### Objective
Pick out and copy every line of the records below that contains the string "denim". Case counts.

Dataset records

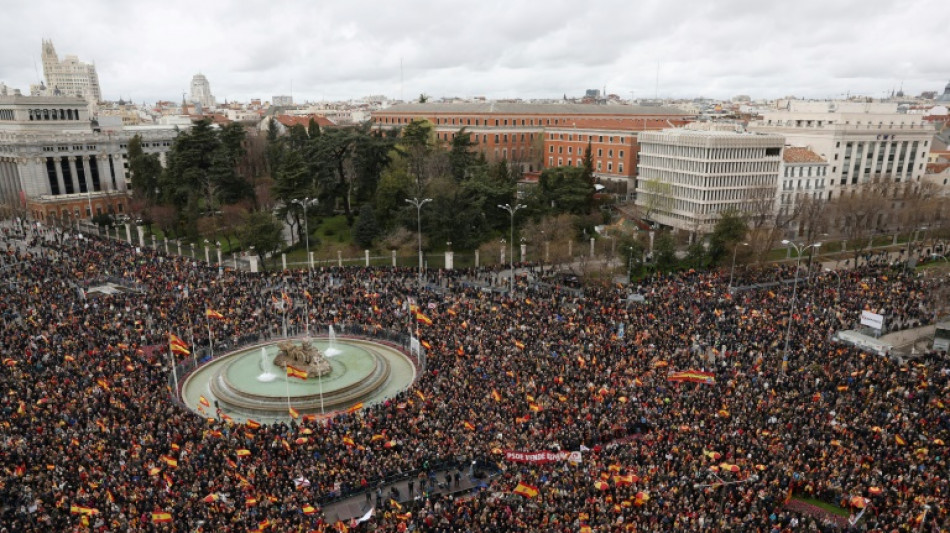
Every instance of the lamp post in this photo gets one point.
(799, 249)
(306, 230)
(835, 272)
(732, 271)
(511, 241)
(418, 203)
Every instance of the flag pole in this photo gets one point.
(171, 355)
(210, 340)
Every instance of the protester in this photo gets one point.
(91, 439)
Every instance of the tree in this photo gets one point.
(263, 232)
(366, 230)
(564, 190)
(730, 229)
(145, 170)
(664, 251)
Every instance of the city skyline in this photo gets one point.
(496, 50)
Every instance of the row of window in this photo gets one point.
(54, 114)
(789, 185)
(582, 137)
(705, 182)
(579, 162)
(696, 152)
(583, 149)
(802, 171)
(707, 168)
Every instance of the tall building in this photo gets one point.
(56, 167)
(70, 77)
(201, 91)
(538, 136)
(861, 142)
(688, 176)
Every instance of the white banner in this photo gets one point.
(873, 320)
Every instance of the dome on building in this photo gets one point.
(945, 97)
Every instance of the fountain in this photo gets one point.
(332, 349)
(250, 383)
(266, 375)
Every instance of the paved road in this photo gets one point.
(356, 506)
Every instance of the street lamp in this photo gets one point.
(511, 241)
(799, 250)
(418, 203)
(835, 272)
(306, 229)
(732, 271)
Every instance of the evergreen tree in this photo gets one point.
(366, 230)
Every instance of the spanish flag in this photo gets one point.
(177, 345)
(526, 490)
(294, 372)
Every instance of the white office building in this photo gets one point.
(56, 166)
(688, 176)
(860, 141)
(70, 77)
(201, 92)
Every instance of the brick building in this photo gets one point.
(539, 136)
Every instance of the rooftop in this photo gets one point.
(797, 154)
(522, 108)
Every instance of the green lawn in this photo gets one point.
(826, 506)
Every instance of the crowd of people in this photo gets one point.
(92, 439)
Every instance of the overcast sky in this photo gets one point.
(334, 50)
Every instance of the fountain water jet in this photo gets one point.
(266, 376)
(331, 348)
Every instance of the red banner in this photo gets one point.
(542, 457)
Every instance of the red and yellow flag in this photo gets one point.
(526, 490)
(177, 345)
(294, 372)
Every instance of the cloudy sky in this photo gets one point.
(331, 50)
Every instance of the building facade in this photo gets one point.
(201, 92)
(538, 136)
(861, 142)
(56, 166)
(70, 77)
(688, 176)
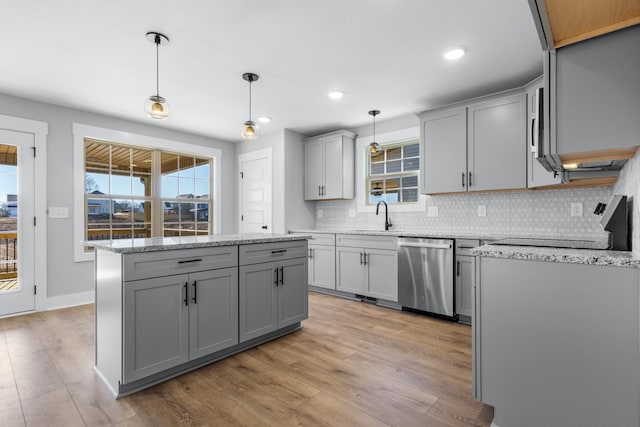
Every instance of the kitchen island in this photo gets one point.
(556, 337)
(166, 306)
* * *
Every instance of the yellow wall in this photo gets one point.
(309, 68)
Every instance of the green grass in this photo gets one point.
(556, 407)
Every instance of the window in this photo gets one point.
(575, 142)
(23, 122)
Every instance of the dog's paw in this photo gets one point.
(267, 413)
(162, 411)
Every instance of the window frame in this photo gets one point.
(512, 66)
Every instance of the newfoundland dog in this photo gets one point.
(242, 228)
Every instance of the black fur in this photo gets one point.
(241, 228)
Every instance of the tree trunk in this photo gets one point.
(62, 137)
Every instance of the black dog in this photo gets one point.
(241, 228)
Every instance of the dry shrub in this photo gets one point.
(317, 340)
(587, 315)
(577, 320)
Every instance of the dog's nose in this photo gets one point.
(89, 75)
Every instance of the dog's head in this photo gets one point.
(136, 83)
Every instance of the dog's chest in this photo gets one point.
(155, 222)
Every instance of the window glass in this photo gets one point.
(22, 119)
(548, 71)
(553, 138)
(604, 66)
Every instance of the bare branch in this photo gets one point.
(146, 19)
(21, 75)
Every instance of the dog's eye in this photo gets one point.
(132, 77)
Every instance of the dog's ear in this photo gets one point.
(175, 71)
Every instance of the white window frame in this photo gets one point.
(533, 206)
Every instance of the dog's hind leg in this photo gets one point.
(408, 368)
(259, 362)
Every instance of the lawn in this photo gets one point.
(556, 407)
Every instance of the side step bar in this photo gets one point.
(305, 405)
==
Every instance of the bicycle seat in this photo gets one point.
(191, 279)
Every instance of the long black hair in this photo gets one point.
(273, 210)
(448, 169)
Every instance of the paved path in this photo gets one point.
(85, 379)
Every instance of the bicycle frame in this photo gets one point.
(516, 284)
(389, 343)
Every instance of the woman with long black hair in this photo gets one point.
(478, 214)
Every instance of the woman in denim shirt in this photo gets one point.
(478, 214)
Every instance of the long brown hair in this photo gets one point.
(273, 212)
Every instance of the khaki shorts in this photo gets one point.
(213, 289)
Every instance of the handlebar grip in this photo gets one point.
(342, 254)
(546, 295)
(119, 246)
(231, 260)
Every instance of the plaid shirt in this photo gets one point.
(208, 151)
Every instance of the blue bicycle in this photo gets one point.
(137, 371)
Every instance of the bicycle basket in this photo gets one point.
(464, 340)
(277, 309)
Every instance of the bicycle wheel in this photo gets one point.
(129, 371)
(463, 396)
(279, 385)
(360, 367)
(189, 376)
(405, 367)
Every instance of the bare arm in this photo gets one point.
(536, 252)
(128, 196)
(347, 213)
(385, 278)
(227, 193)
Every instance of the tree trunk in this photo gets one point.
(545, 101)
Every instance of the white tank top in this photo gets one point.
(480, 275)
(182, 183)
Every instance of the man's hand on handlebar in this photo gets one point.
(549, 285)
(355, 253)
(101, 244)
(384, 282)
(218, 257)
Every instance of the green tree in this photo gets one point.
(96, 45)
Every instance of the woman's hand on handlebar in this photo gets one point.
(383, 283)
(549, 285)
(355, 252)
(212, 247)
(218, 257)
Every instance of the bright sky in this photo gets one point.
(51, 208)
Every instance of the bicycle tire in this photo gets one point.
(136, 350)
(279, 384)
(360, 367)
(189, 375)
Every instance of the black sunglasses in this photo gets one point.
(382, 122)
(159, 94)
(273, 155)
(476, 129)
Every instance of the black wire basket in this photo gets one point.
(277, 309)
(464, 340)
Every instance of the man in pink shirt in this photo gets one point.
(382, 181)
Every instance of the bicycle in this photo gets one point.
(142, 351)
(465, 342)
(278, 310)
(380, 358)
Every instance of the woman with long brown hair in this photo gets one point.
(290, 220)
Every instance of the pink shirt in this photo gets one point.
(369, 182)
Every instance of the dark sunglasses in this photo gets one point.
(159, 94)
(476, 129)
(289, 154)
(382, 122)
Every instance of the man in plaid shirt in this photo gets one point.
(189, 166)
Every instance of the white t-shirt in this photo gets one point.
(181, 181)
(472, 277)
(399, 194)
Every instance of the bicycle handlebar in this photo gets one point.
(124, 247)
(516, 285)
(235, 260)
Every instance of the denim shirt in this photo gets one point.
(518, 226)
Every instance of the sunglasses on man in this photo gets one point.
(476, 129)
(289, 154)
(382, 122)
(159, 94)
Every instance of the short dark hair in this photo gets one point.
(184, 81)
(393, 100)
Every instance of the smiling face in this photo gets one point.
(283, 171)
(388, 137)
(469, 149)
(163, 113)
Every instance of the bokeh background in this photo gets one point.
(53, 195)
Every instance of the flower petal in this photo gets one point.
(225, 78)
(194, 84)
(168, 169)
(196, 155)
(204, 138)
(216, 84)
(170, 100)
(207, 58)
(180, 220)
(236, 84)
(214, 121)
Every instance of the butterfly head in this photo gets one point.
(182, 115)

### Output of the exercise
Every instance of the woman in denim shirt in this photo gets one point.
Every instance of the denim shirt in this photo gets one point.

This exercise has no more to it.